[Start]
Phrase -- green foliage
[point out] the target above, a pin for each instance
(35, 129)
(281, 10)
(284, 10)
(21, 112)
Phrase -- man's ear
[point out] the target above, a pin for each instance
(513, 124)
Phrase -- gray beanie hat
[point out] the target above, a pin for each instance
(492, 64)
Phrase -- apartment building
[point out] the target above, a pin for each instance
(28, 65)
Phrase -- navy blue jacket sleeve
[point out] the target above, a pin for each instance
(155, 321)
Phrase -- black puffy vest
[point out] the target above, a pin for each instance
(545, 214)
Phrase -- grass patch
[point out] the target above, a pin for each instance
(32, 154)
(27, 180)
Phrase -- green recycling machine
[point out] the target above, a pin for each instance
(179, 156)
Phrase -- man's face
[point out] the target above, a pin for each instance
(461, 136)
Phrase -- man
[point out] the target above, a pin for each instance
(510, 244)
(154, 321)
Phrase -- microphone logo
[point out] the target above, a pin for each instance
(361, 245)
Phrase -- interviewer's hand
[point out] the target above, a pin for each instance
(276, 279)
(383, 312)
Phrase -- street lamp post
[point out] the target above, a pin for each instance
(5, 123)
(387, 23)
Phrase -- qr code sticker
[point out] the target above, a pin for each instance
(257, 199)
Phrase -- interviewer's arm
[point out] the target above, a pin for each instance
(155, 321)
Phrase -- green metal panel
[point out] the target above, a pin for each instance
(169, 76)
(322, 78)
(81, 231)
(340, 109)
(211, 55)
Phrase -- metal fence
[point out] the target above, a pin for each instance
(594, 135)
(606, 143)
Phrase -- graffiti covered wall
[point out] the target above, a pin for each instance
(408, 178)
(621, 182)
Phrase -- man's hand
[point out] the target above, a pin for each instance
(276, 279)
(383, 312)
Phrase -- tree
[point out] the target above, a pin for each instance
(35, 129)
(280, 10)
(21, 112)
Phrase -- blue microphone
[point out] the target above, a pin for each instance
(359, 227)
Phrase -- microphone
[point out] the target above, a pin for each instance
[End]
▶ _REQUEST_
Rewrite the lines from the one containing "Phrase -- gray beanie hat" through the end of the records as a Markdown table with the columns Row and Entry, numbering each line in order and leaving out blank lines.

▶ _RESULT FOR THIS EXERCISE_
| Row | Entry |
|---|---|
| 1 | Phrase -- gray beanie hat |
| 2 | [point out] the target above, a pin for each instance |
| 3 | (492, 64) |
| 4 | Phrase -- apartment building |
| 5 | [point out] the target above, a pin for each instance |
| 6 | (28, 65) |
| 7 | Phrase -- navy blue jacket sleeve |
| 8 | [point out] the target above, a pin for each instance |
| 9 | (155, 321) |
| 10 | Phrase -- black puffy vest |
| 11 | [point out] the target above, a pin for each instance |
| 12 | (545, 214) |
| 13 | Phrase -- grass patch |
| 14 | [point out] the target above, a pin for each instance |
| 15 | (32, 154) |
| 16 | (27, 180) |
| 17 | Phrase -- green recycling machine |
| 18 | [point out] the target above, a pin for each instance |
| 19 | (179, 156) |
| 20 | Phrase -- man's face |
| 21 | [point out] the target above, a pin for each instance |
| 22 | (461, 136) |
| 23 | Phrase -- man |
| 24 | [point out] the target above, a pin for each instance |
| 25 | (510, 244) |
| 26 | (154, 321) |
| 27 | Phrase -- microphone logo |
| 28 | [point out] the target above, a pin for each instance |
| 29 | (361, 245) |
| 30 | Phrase -- interviewer's hand |
| 31 | [point out] the target above, a pin for each instance |
| 32 | (276, 279) |
| 33 | (383, 312) |
| 34 | Phrase -- street lamp post |
| 35 | [point out] the target above, a pin for each instance |
| 36 | (5, 123) |
| 37 | (387, 23) |
| 38 | Phrase -- qr code sticker |
| 39 | [point out] the target above, a pin for each instance |
| 40 | (257, 199) |
| 41 | Phrase -- interviewer's arm |
| 42 | [point out] the target above, a pin for each instance |
| 43 | (155, 321) |
| 44 | Phrase -- green metal panel |
| 45 | [point out] the target above, a pin for each instance |
| 46 | (169, 76) |
| 47 | (322, 78) |
| 48 | (81, 231) |
| 49 | (340, 109) |
| 50 | (211, 55) |
| 51 | Phrase -- metal fence |
| 52 | [point out] the target above, a pin for each instance |
| 53 | (594, 135) |
| 54 | (606, 143) |
| 55 | Phrase -- graffiti covered wall |
| 56 | [point out] the target above, a pin for each instance |
| 57 | (408, 178) |
| 58 | (621, 182) |
| 59 | Phrase -- man's hand |
| 60 | [point out] the target above, a pin for each instance |
| 61 | (276, 279) |
| 62 | (383, 312) |
| 63 | Phrase -- tree |
| 64 | [point out] the target above, a pin for each instance |
| 65 | (35, 129) |
| 66 | (280, 10) |
| 67 | (21, 112) |
| 68 | Phrase -- blue microphone |
| 69 | [point out] the target above, a pin for each instance |
| 70 | (359, 227) |
| 71 | Phrase -- microphone |
| 72 | [point out] the target above, a pin for each instance |